=== Material provided ===

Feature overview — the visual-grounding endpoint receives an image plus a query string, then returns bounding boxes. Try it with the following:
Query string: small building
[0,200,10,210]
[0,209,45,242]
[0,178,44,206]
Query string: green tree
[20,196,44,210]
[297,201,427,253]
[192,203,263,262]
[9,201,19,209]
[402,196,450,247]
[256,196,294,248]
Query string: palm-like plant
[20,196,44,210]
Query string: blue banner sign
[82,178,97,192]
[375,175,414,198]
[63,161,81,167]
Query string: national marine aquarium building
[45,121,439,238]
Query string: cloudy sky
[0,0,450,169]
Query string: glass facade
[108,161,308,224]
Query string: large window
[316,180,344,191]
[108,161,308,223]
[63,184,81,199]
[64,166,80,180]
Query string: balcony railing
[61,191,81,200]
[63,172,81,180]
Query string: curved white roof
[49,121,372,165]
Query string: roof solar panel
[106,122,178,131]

---

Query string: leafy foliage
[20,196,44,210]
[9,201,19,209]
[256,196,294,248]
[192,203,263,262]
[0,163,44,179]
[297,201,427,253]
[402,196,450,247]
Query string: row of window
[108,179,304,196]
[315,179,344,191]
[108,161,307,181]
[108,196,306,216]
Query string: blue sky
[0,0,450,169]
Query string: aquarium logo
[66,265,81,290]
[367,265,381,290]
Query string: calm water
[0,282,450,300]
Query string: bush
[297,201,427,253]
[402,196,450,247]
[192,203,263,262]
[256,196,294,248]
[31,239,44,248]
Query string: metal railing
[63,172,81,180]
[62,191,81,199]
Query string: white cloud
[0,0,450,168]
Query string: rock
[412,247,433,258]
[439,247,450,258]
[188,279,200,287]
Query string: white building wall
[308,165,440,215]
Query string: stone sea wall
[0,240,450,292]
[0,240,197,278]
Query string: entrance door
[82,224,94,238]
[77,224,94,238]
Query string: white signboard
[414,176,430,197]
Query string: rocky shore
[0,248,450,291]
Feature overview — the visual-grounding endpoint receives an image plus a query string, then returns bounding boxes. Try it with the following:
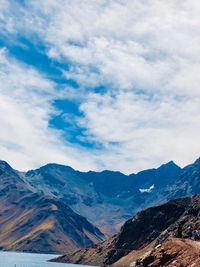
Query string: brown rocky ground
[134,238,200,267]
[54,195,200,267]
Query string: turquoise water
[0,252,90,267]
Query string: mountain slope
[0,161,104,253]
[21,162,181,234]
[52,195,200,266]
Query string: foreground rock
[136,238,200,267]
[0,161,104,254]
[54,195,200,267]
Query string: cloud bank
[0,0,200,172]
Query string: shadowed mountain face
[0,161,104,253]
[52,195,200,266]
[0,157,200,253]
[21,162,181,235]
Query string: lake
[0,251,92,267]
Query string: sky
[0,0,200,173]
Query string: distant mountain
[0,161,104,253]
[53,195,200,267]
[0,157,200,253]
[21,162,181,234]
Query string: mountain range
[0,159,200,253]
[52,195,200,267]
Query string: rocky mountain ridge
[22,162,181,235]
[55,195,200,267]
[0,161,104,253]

---

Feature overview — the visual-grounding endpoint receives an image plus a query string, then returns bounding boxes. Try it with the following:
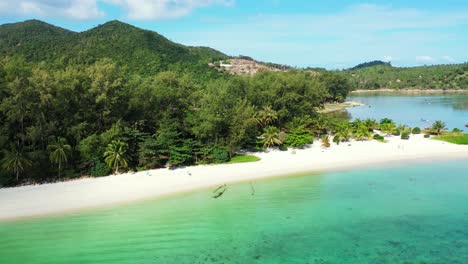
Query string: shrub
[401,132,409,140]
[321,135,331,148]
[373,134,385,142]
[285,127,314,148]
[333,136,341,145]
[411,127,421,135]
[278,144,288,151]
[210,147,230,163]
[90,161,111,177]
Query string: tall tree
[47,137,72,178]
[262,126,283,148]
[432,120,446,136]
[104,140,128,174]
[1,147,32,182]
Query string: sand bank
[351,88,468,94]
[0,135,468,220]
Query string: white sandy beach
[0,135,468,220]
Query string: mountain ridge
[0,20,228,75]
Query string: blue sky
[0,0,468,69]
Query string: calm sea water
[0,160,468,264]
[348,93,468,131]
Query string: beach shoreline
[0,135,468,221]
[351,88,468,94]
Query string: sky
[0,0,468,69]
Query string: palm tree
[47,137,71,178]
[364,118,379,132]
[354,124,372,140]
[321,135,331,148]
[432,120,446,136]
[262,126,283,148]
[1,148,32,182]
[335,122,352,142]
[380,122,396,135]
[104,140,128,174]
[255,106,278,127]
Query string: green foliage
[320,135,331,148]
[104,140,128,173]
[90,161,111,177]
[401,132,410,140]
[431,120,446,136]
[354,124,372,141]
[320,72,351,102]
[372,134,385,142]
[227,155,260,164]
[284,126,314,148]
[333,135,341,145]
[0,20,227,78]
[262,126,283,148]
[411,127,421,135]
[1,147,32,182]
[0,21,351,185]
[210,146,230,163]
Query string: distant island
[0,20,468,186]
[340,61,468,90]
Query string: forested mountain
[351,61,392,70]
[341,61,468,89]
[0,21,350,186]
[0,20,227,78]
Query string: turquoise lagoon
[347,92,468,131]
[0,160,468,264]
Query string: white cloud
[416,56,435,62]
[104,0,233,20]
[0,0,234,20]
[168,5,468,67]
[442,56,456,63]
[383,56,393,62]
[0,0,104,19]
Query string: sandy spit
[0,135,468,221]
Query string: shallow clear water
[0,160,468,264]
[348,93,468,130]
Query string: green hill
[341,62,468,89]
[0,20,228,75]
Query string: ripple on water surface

=== Exercise ===
Reproduce the rows above from the line containing "Query string: balcony railing" through the line containing "[106,122,178,131]", including both of those lines.

=== Result of the task ===
Query string: balcony railing
[61,191,81,200]
[63,172,81,180]
Query string: curved white roof
[49,121,372,165]
Query string: roof solar panel
[106,122,178,131]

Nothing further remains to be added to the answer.